- _Extract provided_:
----------

Quinoa metabolites have been analyzed with many different analytical techniques. Traditional analytical HPLC-UV or HPLC-DAD have been applied for phenolic acids and flavonoids [16,17]. The detailed compositions of different forms of polyphenols and betacyanins have been obtained by HPLC or UHPLC combined with electrospray ionization mass spectrometry (ESI-MS) [18,19,20]. GC-MS profiling has been used for triterpenoid saponins [21] and headspace-GC -ion mobility MS for volatile compounds [22]. In addition, the purified polysaccharide fractions from quinoa has been analyzed by sugar composition, high-performance steric exclusion chromatographic, methylation and ¹³C NMR spectroscopic analyses [23]. We started our research by screening low-saponin quinoa samples by UHPLC-QTOF-MS/MS with the main focus being phenolic acids and their conjugates, flavonoids, phytoecdysteroids and saponins. While analyzing quinoa samples by UHPLC-QTOF, some new nitrogen containing compounds were observed for which no matching literature references were found. However, the resolution of TOF was not enough to obtain the unambiguous exact masses and corresponding molecular formulae. Therefore, more in-depth analysis and identification of these compounds in quinoa were conducted by UHPLC-QOrbitrap-MS/MS. These nitrogen-containing compounds were identified as methoxy- and hydroxyoxindole acetic acids and their various conjugates.

----------

- _Records for this exercise_:
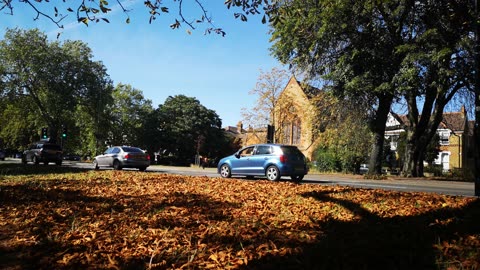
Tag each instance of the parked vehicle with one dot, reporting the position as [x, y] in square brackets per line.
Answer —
[120, 157]
[270, 160]
[72, 157]
[43, 152]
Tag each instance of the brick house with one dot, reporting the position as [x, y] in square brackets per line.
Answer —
[293, 119]
[455, 132]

----------

- _Problems to solve_:
• A. Please convert the rows into a two-column CSV with the headers instruction and points. Begin at the line that has "Tag each instance of the brick" and stop after the last row, with one CSV line per instruction and its answer, each in a single quoted field and with line breaks replaced by spaces.
• B. Carry on the passage about analyzing quinoa metabolites from the point where it ends.

- _Answers to the tasks_:
• A.
instruction,points
"Tag each instance of the brick house with one dot, reporting the position as [x, y] in square brackets per line. Answer —","[293, 119] [455, 132]"

• B.
2. Results and Discussion

MS and MS/MS data for quinoa metabolites were obtained by negative and positive electrospray ionization (ESI) and high-resolution mass analyzers and were reproduced by Waters MassLynx and Thermo Xcalibur software with the latter using the nitrogen-rule, mass tolerance of a maximum of 10 ppm, RDB equivalent between −1–100 and elements in use C 0–100, H 0–200, O 0–100 and N 0–10. The high-resolution data with exact masses and corresponding molecular formulae enabled the full characterization of both the precursor and product ions. The chemical composition of quinoa is well-known with at least 193 different specialized metabolites previously detected [11]. We also detected many of these known metabolites, such as phenolic acids, flavonoid aglycones and glucosides, for example, quercetin and rutin, and terpenoids, for example, hederagenin. Here, we focus on the new metabolites having a surprisingly interesting composition.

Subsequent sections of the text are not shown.